• [Problem requirements] All lines from the line containing "Where can the white blouse" up to and including the last line of the listing below should be echoed exactly; no other lines belong in the response.

• [Extracted information]
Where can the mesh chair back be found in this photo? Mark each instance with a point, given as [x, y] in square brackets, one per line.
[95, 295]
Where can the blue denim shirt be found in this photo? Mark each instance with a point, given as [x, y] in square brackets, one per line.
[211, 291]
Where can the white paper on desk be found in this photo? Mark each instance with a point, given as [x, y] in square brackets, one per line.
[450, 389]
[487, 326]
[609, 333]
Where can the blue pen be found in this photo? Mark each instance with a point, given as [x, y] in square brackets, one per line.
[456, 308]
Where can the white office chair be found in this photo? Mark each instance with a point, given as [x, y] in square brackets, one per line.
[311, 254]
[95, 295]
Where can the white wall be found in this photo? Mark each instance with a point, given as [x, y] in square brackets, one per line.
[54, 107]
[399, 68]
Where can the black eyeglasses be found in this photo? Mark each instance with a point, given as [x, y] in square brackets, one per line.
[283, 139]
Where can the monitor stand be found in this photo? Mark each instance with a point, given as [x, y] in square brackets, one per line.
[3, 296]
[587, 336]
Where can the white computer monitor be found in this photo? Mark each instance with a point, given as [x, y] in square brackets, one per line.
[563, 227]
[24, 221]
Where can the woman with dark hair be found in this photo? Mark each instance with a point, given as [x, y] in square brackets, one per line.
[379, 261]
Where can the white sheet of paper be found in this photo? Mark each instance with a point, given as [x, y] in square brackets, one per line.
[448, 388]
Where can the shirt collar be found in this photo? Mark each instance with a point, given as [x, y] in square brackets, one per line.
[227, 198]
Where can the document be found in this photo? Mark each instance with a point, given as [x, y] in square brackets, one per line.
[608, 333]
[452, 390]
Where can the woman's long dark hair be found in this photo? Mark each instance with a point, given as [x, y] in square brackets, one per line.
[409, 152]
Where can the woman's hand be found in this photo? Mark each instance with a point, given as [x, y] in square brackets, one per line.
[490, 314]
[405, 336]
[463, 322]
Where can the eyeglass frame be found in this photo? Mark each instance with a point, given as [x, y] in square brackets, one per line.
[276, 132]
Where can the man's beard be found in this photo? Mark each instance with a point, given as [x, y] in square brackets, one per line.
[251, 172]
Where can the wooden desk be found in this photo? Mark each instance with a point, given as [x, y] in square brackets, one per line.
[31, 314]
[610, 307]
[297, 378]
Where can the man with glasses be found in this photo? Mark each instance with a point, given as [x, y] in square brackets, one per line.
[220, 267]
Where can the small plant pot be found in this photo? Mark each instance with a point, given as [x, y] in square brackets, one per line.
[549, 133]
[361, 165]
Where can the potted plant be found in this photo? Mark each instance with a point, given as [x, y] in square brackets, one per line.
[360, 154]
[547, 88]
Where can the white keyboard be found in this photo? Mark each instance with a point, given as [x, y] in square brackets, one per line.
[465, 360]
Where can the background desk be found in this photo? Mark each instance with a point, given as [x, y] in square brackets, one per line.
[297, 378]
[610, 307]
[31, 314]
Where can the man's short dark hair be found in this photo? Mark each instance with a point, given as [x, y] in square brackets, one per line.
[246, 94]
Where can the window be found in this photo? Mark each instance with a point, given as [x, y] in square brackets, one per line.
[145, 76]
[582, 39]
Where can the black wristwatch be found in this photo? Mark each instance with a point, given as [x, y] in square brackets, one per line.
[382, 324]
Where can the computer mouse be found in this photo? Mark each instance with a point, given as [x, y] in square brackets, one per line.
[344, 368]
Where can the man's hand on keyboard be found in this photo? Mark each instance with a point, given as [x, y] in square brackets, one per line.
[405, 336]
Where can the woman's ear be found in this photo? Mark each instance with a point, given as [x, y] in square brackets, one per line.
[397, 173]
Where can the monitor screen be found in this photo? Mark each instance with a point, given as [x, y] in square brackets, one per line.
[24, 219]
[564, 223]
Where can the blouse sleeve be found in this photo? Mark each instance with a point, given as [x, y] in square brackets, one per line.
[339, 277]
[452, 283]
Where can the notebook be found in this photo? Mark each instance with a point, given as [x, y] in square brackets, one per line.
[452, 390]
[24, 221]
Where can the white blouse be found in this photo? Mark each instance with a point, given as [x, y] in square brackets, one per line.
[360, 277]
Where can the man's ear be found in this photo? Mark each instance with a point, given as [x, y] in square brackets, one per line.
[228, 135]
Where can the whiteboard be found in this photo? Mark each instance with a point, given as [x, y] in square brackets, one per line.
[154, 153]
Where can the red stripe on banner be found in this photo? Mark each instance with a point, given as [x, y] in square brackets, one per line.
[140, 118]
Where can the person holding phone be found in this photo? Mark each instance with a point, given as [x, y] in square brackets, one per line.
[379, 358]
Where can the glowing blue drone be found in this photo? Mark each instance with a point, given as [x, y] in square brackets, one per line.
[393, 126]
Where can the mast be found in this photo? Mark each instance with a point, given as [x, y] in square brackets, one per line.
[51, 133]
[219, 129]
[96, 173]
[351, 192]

• [Result]
Where can the white blouse be found in this photo? Mark each instance with a point, given as [x, y] in square brackets, one per line.
[360, 277]
Where can the man's ear be found in this photo? Mark each instance with a point, given as [x, y] in square brackets, one per line.
[228, 135]
Where can the whiteboard be found in this photo? Mark each instance with a point, given as [x, y] in square brackets, one per line.
[154, 153]
Where can the red stripe on banner be found in this photo? Mark each instance with a point, given as [x, y] in square brackets, one per line.
[140, 118]
Where can the person holding phone be found in this photo? Mark each instance with a point, given as [x, y] in square brackets, one per line.
[379, 358]
Where can the glowing blue drone be found in this photo? Mark each instance with a point, given as [x, y] in square brackets, one per line.
[393, 126]
Where can the mast be found in this photo? Mark each instance with a point, given as [x, y] in square brackets, one per line.
[51, 133]
[219, 129]
[96, 173]
[351, 192]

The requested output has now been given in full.